Но так же тщательно, внимательно (по необходимости защиты даже посмертно) Ахматова относилась и к фактам собственной биографии, постоянно возвращаясь к ним при комментировании чужих текстов, ей посвященных, но и не только, а просто постоянно уточняя даты, названия, детали, — если не избежать “сплетен и вранья”, то их следует обязательно опровергнуть.
Кушнер задается риторическим вопросом, как бы не требующим иного, кроме положительного, ответа: “И самое главное, не стремилась ли Ахматова всей своей жизнью, всеми любовными романами <…> поэтическим трудом и славой опровергнуть толстовский взгляд на женщину, взять реванш — в новое время и наяву, а не в романе, — за унижение и катастрофу толстовской героини?”
Нет, не реванш (словцо сказано) и не за Анну Каренину, а терпеливое и твердое разъяснение того, что случилось на ее веку — и жизненном, и литературном. Казалось бы, что можно пройти мимо с презрительным молчаливым негодованием, — но нет, не таков характер Ахматовой: не реванша, а истины требует ее имя, ее репутация, которая подвергалась постоянным нападениям, как прямым, так и косвенным, как у неприязненных и враждебных современников, так и у внешне лояльных и даже восхищенных потомков. И совершала она этот постоянный и утомительный труд не зря.
Например, Кушнер как бы походя замечает: “А сама Анна Андреевна (о, эта фамильярность обращения и интонации свидетельствует о └сокровенном” не меньше самих рассуждений! — Н. И.), была ли она счастлива в любви? Как-то, знаете ли, не очень… Почему так происходило, более или менее понятно: она тяготилась благополучием семейной жизни, ей, поэту, любовь нужна была трагическая, желательно — бесперспективная. И самый долгий период творческого ее молчания объясняется, я думаю, не столько давлением советской власти, сколько мирной жизнью с Пуниным, пока этот союз не рухнул”.
Насчет того, “счастлива” ли была в любви Ахматова, “очень” или “не очень”, спросить все-таки лучше ее и ее стихи, в крайнем случае — Н. Н. Пунина, нежели постороннего Кушнера. Ахматовой была предназначена долгая творческая жизнь. И разные поэтические циклы, а также воспоминания свидетельствуют о разном, — вторгаться в самое интимное, в святая святых ради высокомерного “как-то, знаете ли, не очень” как-то, знаете ли, не очень хочется. Но поскольку “Дневники и письма” Пунина все-таки вышли и ранее скрытое от глаз стало доступно всем, то можно долго цитировать счастливую любовную переписку, приводить любовные слова, интимные имена и названия, которыми обменивались счастливые, несмотря на трагические, страшные времена (возникновение близости — осень 1922 года), любящие. Благополучия не было и быть не могло — не только из-за характера Ахматовой, мятущейся и страдающей, мучающейся и мучительницы в любви. Эпоха не могла дать возможности для спокойного счастья в любви — при Гражданской войне, голоде, холоде, болезнях и страхах. Кроме того: “…я считаю, что стихи (в особенности лирика), — замечала Ахматова, — не должны литься, как вода по водопроводу, и быть ежедневным занятием поэта. Действительно, с 1925 г<ода> по 1935 я писала немного, но такие же антракты были у моих современников (Пастернака и Мандельштама). Но и то немногое не <могло> появляться из-за пагубного культа личности”.

**Исходные данные:**

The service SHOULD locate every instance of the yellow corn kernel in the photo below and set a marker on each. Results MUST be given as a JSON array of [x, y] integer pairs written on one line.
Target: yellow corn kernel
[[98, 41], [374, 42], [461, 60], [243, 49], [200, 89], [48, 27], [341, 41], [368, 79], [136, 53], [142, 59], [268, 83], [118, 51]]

**Задания:**
a: Перепишите фрагмент статьи об Ахматовой, начинающийся со слов «Но так же тщательно, внимательно» и заканчивающийся словами «следует обязательно опровергнуть.», заменив в нем «биографии» на «жизни».
b: Напишите продолжение статьи об Ахматовой, начав сразу после ее последнего предложения.

**Ответы к заданиям:**
a:
Но так же тщательно, внимательно (по необходимости защиты даже посмертно) Ахматова относилась и к фактам собственной жизни, постоянно возвращаясь к ним при комментировании чужих текстов, ей посвященных, но и не только, а просто постоянно уточняя даты, названия, детали, — если не избежать “сплетен и вранья”, то их следует обязательно опровергнуть.

b:
Каково же было благополучие?
В конце мая 1960 года Ахматова делает следующую запись:
“После моих вечеров в Москве (весна 1924) состоялось постановление о прекращении моей лит<ературной> деятельности. Меня перестали печатать в журналах и альманахах, приглашать на лит<ературные> вечера. (Я встретила на Невском М. Шагинян. Она сказала: └Вот вы какая важная особа. О вас было пост<ановление> ЦК: не арестовывать, но и не печатать”). В 1929 г. после └Мы” и └Красного дерева” и я вышла из союза…
В мае 1934 г., когда рассылались анкеты для вступления в новый союз, я анкеты не заполнила. Я член союза с 1940 г., что видно из моего билета. Между 1925 — 1939 меня перестали печатать совершенно. (См. критику, начиная с Лелевича 1922 — 33). Тогда я впервые присутствовала при своей гражданской смерти. Мне было 35 лет. Издания “Четки”, “Белая стая” и “Anno Domini”, напечатанные в Берлине <…> не были допущены в Советский Союз” (“Записные книжки”, стр. 28).
Далее следует черный список шести уничтоженных и остановленных книг.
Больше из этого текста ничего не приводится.